Extraits de données de régions annotées
---

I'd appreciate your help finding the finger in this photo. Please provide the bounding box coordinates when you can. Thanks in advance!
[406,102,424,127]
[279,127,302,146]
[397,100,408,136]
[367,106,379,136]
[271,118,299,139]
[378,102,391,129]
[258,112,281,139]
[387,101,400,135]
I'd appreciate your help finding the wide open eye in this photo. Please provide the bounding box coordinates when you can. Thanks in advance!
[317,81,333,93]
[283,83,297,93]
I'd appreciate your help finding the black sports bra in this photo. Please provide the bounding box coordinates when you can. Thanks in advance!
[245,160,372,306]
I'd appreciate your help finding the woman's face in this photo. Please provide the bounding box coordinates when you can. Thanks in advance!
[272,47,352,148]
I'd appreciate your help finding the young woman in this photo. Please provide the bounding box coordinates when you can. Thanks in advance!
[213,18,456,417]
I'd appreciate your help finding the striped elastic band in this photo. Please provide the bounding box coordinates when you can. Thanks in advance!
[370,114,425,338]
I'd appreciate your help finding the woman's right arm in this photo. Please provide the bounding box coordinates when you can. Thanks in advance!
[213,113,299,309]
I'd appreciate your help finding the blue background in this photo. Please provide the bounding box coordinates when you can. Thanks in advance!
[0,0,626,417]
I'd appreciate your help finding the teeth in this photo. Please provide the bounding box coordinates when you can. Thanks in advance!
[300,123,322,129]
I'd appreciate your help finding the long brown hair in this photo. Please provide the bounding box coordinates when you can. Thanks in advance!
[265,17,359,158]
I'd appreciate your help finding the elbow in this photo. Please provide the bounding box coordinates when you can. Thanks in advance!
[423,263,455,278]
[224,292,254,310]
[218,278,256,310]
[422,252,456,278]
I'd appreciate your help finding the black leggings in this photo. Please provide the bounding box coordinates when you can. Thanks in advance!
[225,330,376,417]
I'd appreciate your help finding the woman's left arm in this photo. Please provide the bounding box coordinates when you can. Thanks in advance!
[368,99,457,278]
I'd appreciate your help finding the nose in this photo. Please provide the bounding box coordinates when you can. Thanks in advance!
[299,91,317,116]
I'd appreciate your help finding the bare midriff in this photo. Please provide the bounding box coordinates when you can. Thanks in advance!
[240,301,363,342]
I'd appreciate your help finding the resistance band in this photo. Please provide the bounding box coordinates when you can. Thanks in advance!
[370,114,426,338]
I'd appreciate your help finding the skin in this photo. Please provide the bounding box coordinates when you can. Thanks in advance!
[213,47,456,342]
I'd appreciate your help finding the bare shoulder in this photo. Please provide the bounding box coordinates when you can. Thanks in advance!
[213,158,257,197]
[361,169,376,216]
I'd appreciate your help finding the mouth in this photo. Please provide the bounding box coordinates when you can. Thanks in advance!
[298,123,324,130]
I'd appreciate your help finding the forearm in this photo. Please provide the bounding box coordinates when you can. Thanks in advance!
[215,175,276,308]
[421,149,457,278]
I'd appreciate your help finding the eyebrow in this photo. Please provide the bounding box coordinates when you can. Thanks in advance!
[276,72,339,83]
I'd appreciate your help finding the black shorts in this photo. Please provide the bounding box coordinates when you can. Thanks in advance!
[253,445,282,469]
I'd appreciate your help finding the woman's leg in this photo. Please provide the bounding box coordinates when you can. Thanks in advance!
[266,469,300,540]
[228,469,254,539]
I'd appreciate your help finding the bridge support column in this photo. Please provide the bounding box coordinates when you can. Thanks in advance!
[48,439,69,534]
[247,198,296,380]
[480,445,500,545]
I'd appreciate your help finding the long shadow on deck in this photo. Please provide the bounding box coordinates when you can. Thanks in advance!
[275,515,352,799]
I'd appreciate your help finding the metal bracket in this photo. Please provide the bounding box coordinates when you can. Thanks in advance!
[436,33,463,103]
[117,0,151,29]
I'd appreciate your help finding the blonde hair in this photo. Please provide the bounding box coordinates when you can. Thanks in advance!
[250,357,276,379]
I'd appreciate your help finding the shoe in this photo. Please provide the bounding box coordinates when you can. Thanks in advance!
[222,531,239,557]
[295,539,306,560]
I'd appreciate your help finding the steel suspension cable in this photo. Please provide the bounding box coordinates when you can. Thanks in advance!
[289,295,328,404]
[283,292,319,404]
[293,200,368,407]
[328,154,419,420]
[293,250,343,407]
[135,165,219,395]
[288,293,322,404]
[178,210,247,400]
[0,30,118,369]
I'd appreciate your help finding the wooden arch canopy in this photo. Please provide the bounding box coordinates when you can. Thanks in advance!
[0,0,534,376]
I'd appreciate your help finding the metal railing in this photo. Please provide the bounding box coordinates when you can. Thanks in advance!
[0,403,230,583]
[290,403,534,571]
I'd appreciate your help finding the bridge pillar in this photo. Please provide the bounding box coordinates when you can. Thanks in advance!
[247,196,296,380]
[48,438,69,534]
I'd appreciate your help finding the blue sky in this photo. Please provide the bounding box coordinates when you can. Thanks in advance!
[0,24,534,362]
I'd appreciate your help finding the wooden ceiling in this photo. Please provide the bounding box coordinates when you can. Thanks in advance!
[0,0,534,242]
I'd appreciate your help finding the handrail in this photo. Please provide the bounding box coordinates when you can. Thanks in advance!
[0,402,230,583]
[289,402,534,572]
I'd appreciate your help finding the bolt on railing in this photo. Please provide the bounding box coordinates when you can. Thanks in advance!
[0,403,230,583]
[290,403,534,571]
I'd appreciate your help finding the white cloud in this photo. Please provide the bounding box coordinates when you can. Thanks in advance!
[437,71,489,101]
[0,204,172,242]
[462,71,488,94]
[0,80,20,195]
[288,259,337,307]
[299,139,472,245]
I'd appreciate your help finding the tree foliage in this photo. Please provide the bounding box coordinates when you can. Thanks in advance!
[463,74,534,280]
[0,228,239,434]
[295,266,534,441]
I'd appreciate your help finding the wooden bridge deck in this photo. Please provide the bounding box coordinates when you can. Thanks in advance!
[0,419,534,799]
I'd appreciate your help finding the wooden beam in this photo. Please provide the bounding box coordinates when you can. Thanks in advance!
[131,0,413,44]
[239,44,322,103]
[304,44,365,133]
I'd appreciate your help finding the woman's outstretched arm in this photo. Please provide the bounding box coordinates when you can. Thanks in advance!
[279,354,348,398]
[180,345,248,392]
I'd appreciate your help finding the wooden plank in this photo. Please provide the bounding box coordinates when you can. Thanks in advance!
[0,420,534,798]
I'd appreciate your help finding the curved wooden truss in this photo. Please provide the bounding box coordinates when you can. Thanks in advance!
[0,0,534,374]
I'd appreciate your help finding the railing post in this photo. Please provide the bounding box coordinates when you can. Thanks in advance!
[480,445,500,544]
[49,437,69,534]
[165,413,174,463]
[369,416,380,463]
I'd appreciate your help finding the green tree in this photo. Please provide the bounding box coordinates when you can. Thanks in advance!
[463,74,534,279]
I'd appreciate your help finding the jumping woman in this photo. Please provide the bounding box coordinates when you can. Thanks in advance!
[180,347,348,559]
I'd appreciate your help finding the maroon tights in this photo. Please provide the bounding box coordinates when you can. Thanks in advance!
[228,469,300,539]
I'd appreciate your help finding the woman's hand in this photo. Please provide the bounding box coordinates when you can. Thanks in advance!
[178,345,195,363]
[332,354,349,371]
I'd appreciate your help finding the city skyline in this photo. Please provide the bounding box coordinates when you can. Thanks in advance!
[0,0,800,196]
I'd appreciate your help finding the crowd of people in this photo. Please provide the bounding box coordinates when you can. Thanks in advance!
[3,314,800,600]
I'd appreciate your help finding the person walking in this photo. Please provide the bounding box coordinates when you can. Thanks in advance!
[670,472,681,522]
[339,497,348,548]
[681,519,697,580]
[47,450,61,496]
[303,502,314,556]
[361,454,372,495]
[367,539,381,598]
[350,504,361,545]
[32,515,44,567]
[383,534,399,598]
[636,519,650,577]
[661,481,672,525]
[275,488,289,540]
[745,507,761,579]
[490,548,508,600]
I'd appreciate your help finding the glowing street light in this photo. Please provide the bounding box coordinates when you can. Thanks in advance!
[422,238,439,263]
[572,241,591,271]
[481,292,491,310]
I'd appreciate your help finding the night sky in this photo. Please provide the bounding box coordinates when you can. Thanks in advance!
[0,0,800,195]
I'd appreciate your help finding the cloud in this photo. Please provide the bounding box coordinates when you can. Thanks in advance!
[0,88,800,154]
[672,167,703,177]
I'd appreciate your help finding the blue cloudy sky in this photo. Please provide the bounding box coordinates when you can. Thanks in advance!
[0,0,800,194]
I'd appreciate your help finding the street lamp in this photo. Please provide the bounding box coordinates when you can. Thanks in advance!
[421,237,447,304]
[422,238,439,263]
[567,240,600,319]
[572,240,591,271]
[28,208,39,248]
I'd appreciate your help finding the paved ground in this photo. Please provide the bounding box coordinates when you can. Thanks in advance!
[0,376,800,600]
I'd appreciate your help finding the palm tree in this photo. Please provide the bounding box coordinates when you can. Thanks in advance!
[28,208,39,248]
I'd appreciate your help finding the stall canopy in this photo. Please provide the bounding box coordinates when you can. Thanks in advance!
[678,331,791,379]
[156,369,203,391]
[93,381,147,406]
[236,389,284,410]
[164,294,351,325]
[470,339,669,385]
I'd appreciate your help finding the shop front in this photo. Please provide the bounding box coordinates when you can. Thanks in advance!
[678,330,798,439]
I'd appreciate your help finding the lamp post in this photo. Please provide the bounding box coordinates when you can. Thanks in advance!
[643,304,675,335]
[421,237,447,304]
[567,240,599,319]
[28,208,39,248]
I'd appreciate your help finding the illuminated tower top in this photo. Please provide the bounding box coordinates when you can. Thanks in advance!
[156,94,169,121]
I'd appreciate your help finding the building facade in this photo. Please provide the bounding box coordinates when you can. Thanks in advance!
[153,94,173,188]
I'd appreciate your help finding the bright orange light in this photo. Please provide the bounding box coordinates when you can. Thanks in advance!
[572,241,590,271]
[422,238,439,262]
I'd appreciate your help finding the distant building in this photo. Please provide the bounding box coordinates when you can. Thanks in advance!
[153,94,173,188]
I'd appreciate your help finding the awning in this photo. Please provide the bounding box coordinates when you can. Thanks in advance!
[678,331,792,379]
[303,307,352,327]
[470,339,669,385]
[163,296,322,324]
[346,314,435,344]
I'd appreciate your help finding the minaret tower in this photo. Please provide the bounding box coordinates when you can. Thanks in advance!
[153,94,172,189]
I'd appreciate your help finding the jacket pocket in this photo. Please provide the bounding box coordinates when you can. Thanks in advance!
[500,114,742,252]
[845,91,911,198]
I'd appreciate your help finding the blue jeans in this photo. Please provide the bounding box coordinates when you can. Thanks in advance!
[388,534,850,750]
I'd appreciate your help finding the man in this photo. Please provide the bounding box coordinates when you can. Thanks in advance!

---

#### Consigne:
Disposez sous forme de liste JSON de chaînes, à raison d'une chaîne par ligne, les lignes qui vont de celle contenant « I'd appreciate your help finding the jacket » jusqu'à la fin des éléments, ces deux bornes comprises. Omettez les lignes vides.

#### Réponse finale:
[
  "I'd appreciate your help finding the jacket pocket in this photo. Please provide the bounding box coordinates when you can. Thanks in advance!",
  "[500,114,742,252]",
  "[845,91,911,198]",
  "I'd appreciate your help finding the blue jeans in this photo. Please provide the bounding box coordinates when you can. Thanks in advance!",
  "[388,534,850,750]",
  "I'd appreciate your help finding the man in this photo. Please provide the bounding box coordinates when you can. Thanks in advance!"
]